# 精选摘录
────
将自定义ML模型部署为SageMaker端点

2023年12月12日由 alex 发表 501 0

开发机器学习（ML）模型涉及关键步骤，从数据收集到模型部署。本文涵盖了开发自定义ML模型作为SageMaker端点所需的基本步骤。此时，我假设你已经有了一个运行中的模型，并希望通过一个端点将其暴露给世界其它地方。本文将指导你部署一个基于PyTorch的模型，该模型旨在预测视频片段中的异常情况。该模型，也称为AI VAD，基于论文“Attribute-based Representations for Accurate and Interpretable Video Anomaly Detection”，并且可以在OpenVINO的anomalib GitHub库中找到。

编写Sagemaker模型服务脚本

Sagemaker模型服务脚本（inference.py）在创建Sagemaker模型时是重要的组成部分。它架起了机器学习模型与现实世界数据之间的桥梁。本质上，它处理传入请求，运行模型预测，并返回结果。因此，影响应用程序的决策过程。

inference.py脚本由几个关键方法组成，每个方法都具有独特的目的，共同促进模型服务过程。下面我列出了四个主要的方法。

model_fn方法负责加载训练好的模型。它读取已保存的模型工件，并返回用于预测的模型对象。当SageMaker模型服务器启动时，此方法只被调用一次。
input_fn方法方法获取请求数据，并将其格式化为适合进行预测的形式。例如，在下面的代码中，根据数据的来源（图像字节或一系列S3 URI）以及是否将帧列表视为一个视频剪辑，这个函数以不同的方式格式化数据。
predict_fn方法获取格式化的请求数据，并对加载的模型进行推理。
最后，使用output_fn方法。它获取预测结果，并将其格式化为响应消息。例如，将其打包为一个JSON对象。

Sagemaker模型服务脚本的代码可以在下面找到。

import os
import json
import joblib
import torch
from PIL import Image
import numpy as np
import io
import boto3
from enum import Enum
from urllib.parse import urlsplit
from omegaconf import OmegaConf
from anomalib.data.utils import read_image, InputNormalizationMethod, get_transforms
from anomalib.models.ai_vad.torch_model import AiVadModel
device = "cuda"

class PredictMode(Enum):
    frame = 1
    batch = 2
    clip = 3
    
def model_fn(model_dir):
    """
    This function is the first to get executed upon a prediction request,
    it loads the model from the disk and returns the model object which will be used later for inference.
    """
    # Load the config file
    config = OmegaConf.load(os.path.join(model_dir, "ai_vad_config.yaml"))
    config_model = config.model
    # Load the model
    model = AiVadModel(
            box_score_thresh=config_model.box_score_thresh,
            persons_only=config_model.persons_only,
            min_bbox_area=config_model.min_bbox_area,
            max_bbox_overlap=config_model.max_bbox_overlap,
            enable_foreground_detections=config_model.enable_foreground_detections,
            foreground_kernel_size=config_model.foreground_kernel_size,
            foreground_binary_threshold=config_model.foreground_binary_threshold,
            n_velocity_bins=config_model.n_velocity_bins,
            use_velocity_features=config_model.use_velocity_features,
            use_pose_features=config_model.use_pose_features,
            use_deep_features=config_model.use_deep_features,
            n_components_velocity=config_model.n_components_velocity,
            n_neighbors_pose=config_model.n_neighbors_pose,
            n_neighbors_deep=config_model.n_neighbors_deep,
        )
────
# 数据集内容
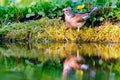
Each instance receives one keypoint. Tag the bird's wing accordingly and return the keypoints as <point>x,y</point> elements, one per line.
<point>81,17</point>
────
# 任务说明
a. 根据这篇关于SageMaker端点部署的摘录，SageMaker模型服务器启动时，model_fn方法会被调用几次？
b. 请将摘录中从“Sagemaker模型服务脚本（infe”一直到“将其打包为一个JSON对象。”的全部文字逐字重新录入。
这些材料与摘录彼此独立，互不相干。

# 逐题解答
a. 只被调用一次。

b.
Sagemaker模型服务脚本（inference.py）在创建Sagemaker模型时是重要的组成部分。它架起了机器学习模型与现实世界数据之间的桥梁。本质上，它处理传入请求，运行模型预测，并返回结果。因此，影响应用程序的决策过程。

inference.py脚本由几个关键方法组成，每个方法都具有独特的目的，共同促进模型服务过程。下面我列出了四个主要的方法。

model_fn方法负责加载训练好的模型。它读取已保存的模型工件，并返回用于预测的模型对象。当SageMaker模型服务器启动时，此方法只被调用一次。
input_fn方法方法获取请求数据，并将其格式化为适合进行预测的形式。例如，在下面的代码中，根据数据的来源（图像字节或一系列S3 URI）以及是否将帧列表视为一个视频剪辑，这个函数以不同的方式格式化数据。
predict_fn方法获取格式化的请求数据，并对加载的模型进行推理。
最后，使用output_fn方法。它获取预测结果，并将其格式化为响应消息。例如，将其打包为一个JSON对象。